▸ **抜粋文**:
__________________________________________________

地底の大魔王。うーむ、えらい直球ですな。恥ずかしがっててはこの味はだせません。本作は<新趣味>という博文館の雑誌に掲載された一品。こいつがどういう雑誌だったかイメージを得るのは、今なら光文社文庫の『「新趣味」傑作選』に付された索引を当たれば難しくないだろう。博文館の雑誌といえば大正9年創刊<新青年>がまず第一にあがってくるが(ま、普通は<太陽>あたりかもしれんが、読者として想定してるのはそーゆー人だ)、大正11年創刊<新趣味>、大正13年改題<独立>と翻訳小説を中心に据えた雑誌が併走する形で、これといった役割分担もなく(編集のセンスはともかく、少なくとも素材については今見ると違いがよくわからん)乱立しているように見えるのは謎。さすがに二つとも、長くは続かないわけですが、自分で二匹目のドジョウも用意する戦略だったのか。
ところで、ラ・バテイユ掲載の大正11年5月号は17巻5号。って、それだとえらく続いてることに。あれれ、と驚いて調べたら、要するに<文章世界>の改題後誌の<新文学>の改題後誌で巻号を継承していたのであった。そうか<新趣味>の前身は<文章世界>やったんか、と驚くのが普通。しかし坪内祐三という人は<文章世界>の後身が<新趣味>だといって驚いているよ。ヘンな奴(←どっちも、どっちだが、想定上の読者は、ウンウンうなずいてますよ)。ちなみに<新青年>は<冒険世界>の後継誌で、<独立>は<寸鉄>の改題だ。念のため。
なおマイクロフィッシュ版の復刻である「精選近代文芸雑誌集」の<新趣味>の解題はというと。ええっ、<家庭雑誌>の巻号を引き継ぐとか書いてありますよ。とめなさい、とめなさい。紅野敏郎大先生ともなると偉すぎて誰も諌言でけんのか。編集者なり弟子の人は、あんまし恥ずかしいもんが世に出回らないようチェックしたれよっ。それとも逝去されるのを待って叩くつもりで、手ぐすねひいとんの? 大人ってヤだねえ。まだまだお元気で活躍されると思うぞ。

__________________________________________________

▸ **記録**:
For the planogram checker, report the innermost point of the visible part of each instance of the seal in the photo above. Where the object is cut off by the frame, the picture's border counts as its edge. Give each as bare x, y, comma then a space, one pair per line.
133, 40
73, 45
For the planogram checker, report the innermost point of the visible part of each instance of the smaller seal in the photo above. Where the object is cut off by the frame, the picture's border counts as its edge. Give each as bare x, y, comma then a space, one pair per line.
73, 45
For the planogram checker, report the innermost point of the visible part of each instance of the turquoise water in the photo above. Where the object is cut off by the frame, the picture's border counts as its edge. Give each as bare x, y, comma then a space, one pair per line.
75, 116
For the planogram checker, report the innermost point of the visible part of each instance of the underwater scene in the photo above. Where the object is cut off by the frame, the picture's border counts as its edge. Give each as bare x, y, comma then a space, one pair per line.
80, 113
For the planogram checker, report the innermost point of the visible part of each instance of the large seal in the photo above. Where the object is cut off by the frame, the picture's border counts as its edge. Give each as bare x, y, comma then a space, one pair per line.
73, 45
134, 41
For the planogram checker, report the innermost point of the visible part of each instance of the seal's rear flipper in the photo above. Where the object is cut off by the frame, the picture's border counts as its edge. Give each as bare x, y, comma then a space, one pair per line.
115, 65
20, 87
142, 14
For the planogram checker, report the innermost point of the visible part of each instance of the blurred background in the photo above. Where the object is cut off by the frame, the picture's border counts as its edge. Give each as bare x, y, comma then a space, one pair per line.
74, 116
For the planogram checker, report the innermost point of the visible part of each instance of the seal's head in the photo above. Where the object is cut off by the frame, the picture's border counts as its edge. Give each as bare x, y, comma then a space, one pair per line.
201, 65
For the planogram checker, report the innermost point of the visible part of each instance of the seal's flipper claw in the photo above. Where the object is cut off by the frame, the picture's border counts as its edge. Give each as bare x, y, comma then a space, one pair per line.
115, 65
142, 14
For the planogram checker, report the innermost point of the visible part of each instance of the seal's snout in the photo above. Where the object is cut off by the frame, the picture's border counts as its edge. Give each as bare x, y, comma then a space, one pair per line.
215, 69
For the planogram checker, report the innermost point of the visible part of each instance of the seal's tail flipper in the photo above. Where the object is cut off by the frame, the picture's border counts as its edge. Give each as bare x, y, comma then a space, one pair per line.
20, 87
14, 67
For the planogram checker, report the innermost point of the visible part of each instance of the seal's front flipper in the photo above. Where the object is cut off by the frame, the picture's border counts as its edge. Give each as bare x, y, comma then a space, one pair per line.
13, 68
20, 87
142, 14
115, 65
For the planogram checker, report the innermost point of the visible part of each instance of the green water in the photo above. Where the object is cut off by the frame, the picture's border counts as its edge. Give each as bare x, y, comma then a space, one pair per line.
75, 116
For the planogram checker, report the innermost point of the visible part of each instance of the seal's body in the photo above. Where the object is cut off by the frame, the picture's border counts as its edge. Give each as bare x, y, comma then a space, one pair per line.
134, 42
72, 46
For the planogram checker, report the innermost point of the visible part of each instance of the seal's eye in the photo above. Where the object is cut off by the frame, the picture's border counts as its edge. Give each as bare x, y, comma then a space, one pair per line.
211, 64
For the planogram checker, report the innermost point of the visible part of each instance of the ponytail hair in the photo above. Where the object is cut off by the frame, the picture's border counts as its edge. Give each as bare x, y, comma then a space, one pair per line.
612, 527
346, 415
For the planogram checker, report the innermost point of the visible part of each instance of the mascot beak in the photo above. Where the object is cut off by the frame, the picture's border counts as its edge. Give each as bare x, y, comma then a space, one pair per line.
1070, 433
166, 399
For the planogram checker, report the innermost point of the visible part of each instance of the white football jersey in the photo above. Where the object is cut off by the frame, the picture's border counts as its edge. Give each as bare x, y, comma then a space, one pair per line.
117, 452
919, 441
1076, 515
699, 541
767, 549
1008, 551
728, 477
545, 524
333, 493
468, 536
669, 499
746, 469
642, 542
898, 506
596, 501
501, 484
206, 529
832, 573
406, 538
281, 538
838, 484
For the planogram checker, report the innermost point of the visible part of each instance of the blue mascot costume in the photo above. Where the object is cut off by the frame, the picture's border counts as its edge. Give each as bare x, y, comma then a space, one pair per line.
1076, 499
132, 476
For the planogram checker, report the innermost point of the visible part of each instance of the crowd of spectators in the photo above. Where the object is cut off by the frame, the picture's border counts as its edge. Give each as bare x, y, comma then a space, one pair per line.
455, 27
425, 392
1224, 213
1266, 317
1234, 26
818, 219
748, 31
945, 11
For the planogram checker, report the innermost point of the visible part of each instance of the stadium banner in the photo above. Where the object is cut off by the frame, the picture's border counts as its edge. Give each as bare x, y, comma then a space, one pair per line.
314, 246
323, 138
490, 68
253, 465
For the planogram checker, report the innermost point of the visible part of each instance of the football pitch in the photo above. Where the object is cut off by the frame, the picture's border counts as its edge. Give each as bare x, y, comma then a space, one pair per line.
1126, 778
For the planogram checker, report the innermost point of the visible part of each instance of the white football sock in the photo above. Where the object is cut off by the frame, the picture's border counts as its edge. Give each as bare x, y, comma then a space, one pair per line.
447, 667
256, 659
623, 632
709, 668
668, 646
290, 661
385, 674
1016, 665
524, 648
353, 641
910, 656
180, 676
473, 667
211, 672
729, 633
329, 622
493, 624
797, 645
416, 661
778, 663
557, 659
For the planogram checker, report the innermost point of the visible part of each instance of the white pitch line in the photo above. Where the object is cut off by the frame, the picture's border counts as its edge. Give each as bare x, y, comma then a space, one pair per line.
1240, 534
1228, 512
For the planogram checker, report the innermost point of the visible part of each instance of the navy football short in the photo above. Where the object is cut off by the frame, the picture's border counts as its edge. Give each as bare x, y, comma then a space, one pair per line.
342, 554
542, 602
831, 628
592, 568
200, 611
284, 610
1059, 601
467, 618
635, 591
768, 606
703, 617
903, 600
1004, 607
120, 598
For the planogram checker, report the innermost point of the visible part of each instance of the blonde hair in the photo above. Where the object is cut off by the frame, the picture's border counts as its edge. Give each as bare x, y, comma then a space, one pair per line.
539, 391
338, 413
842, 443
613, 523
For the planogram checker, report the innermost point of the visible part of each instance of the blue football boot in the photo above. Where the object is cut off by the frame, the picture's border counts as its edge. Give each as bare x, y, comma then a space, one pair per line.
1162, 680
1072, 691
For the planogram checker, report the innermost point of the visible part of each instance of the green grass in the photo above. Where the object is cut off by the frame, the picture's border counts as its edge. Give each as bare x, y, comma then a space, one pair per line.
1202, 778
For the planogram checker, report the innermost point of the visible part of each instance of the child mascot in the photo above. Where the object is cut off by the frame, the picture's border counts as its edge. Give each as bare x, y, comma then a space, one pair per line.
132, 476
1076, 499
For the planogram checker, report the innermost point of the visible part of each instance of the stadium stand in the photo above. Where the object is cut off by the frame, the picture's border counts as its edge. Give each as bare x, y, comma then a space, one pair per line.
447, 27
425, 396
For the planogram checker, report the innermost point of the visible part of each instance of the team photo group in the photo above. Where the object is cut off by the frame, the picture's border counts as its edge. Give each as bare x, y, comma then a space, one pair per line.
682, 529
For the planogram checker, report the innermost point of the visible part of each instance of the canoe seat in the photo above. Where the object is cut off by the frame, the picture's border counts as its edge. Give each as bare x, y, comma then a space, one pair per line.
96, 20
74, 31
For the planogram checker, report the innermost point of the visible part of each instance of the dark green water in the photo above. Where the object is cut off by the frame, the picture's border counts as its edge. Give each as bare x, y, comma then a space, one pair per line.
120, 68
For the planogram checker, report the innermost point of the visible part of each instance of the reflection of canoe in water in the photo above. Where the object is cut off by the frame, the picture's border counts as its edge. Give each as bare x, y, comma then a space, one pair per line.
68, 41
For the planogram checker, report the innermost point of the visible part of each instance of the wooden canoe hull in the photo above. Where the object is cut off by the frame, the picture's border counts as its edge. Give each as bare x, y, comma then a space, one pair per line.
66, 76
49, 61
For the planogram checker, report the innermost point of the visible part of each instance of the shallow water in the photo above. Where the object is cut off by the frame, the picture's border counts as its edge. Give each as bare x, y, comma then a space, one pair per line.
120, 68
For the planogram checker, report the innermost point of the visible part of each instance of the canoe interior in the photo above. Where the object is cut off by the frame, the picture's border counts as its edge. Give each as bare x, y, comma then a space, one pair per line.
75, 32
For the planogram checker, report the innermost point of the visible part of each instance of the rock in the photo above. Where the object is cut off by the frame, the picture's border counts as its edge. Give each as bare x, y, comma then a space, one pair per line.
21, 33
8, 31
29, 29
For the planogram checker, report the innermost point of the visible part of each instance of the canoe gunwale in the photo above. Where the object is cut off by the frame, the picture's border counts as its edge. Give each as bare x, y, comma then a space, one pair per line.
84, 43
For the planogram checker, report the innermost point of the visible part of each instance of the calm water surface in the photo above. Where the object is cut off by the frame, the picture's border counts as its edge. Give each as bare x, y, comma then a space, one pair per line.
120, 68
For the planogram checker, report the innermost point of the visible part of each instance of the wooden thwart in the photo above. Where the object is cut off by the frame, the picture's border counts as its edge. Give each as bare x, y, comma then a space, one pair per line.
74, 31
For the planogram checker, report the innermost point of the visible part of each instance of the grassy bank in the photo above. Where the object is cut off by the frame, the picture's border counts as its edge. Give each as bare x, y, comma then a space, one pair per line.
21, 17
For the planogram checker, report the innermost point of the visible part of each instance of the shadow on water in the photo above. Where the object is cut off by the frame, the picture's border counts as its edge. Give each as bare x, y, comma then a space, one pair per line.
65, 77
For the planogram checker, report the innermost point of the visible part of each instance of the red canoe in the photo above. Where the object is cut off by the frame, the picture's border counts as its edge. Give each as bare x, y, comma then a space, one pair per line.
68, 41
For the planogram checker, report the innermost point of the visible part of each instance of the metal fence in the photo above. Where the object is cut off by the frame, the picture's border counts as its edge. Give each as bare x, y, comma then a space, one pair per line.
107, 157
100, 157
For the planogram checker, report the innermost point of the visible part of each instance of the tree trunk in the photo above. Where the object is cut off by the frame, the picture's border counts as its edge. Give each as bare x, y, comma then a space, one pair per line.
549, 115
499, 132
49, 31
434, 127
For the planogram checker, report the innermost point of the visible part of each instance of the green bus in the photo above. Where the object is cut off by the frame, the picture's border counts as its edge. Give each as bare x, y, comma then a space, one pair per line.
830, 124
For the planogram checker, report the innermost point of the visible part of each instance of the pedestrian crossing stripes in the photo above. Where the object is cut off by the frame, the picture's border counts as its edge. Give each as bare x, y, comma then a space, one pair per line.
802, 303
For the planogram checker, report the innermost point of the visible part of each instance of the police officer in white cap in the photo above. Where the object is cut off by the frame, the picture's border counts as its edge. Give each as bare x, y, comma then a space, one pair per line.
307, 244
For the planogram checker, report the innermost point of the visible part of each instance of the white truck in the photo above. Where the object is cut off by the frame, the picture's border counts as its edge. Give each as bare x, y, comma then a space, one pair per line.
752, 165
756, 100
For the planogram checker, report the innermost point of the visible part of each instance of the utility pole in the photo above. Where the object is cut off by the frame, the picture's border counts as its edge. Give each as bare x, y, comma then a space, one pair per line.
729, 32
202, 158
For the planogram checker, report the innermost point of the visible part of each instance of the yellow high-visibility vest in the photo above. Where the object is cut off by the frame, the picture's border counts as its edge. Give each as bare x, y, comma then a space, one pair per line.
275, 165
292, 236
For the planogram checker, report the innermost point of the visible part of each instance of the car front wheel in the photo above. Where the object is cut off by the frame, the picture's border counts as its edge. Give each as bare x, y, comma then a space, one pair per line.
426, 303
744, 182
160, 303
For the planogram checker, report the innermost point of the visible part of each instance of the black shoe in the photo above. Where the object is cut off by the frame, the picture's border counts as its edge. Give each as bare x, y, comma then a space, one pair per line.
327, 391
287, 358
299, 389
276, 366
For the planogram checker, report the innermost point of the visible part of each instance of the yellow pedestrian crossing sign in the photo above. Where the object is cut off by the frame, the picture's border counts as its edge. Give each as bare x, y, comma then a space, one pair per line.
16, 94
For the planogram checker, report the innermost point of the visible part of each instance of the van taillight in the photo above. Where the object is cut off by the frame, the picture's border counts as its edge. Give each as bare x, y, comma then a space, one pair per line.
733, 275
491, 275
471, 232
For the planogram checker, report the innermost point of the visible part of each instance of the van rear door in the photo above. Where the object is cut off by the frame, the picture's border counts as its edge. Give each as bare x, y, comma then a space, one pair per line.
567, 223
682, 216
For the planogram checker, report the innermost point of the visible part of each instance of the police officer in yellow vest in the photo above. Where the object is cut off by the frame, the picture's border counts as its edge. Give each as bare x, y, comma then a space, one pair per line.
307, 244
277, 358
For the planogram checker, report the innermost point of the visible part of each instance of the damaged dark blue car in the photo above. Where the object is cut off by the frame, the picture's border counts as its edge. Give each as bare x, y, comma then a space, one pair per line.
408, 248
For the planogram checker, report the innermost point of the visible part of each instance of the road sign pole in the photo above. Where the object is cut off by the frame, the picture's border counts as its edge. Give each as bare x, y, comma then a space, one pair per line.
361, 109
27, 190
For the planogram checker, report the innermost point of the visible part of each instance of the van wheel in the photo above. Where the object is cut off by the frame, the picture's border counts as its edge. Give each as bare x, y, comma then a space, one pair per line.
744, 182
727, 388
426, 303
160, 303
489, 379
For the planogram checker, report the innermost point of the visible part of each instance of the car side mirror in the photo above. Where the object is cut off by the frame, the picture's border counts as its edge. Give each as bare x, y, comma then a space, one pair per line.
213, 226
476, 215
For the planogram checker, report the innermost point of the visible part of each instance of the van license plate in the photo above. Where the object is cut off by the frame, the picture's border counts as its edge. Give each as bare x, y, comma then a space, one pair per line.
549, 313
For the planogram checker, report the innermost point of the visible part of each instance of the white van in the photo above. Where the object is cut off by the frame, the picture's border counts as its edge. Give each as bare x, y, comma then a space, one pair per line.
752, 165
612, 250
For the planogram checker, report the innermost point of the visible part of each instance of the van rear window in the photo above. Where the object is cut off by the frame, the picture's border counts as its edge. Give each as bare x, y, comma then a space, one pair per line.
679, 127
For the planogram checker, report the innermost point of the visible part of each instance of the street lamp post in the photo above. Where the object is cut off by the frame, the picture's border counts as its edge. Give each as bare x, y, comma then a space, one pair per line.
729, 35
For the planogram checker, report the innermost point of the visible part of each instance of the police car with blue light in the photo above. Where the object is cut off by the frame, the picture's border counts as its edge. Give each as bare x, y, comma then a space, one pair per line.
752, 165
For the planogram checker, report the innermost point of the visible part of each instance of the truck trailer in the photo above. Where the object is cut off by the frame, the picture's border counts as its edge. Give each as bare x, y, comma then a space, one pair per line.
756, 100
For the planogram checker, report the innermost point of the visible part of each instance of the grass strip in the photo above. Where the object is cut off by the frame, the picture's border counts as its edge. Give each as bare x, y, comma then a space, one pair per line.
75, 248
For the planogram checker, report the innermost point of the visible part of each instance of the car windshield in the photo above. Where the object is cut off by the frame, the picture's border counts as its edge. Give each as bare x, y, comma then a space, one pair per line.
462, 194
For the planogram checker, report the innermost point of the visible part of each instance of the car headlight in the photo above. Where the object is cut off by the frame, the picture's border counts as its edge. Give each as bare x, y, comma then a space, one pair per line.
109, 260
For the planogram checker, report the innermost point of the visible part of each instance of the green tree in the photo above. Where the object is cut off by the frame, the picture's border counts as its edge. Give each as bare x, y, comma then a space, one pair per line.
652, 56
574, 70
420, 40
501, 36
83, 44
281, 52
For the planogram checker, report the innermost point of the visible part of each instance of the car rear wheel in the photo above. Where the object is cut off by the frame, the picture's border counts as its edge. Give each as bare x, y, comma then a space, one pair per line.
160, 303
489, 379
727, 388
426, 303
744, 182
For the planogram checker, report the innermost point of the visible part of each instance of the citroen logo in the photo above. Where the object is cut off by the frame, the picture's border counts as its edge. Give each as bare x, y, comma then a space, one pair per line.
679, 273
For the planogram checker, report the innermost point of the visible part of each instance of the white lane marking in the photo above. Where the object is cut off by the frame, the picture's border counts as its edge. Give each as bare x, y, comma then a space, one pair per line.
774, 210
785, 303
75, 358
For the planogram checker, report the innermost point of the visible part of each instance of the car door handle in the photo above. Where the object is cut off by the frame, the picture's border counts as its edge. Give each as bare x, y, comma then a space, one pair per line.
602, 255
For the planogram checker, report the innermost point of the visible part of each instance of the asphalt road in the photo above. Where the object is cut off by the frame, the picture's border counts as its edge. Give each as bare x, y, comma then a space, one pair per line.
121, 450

__________________________________________________

▸ **指示 A**: 次の記述(i)〜(iii)が抜粋文の内容と合うかをそれぞれ「はい」か「いいえ」で答え、根拠となる抜粋文の語句をそのまま引用せよ。(i)<新趣味>は大正11年に創刊された。(ii)<新青年>は<寸鉄>の後継誌である。(iii)ラ・バテイユが載った大正11年5月号は17巻5号である。
▸ **指示 B**: 抜粋文のうち、「なおマイクロフィッシュ版の復」で始まって「お元気で活躍されると思うぞ。」まで続く部分を、一字も変えずに書き出せ。
▸ **指示 C**: 抜粋文に出てくる大正の年を、重複させずにすべて挙げよ。

▸ **解答 A**:
(i) はい。「大正11年創刊<新趣味>」
(ii) いいえ。「<新青年>は<冒険世界>の後継誌で」
(iii) はい。「ラ・バテイユ掲載の大正11年5月号は17巻5号」

▸ **解答 B**:
なおマイクロフィッシュ版の復刻である「精選近代文芸雑誌集」の<新趣味>の解題はというと。ええっ、<家庭雑誌>の巻号を引き継ぐとか書いてありますよ。とめなさい、とめなさい。紅野敏郎大先生ともなると偉すぎて誰も諌言でけんのか。編集者なり弟子の人は、あんまし恥ずかしいもんが世に出回らないようチェックしたれよっ。それとも逝去されるのを待って叩くつもりで、手ぐすねひいとんの? 大人ってヤだねえ。まだまだお元気で活躍されると思うぞ。

▸ **解答 C**: 大正9年、大正11年、大正13年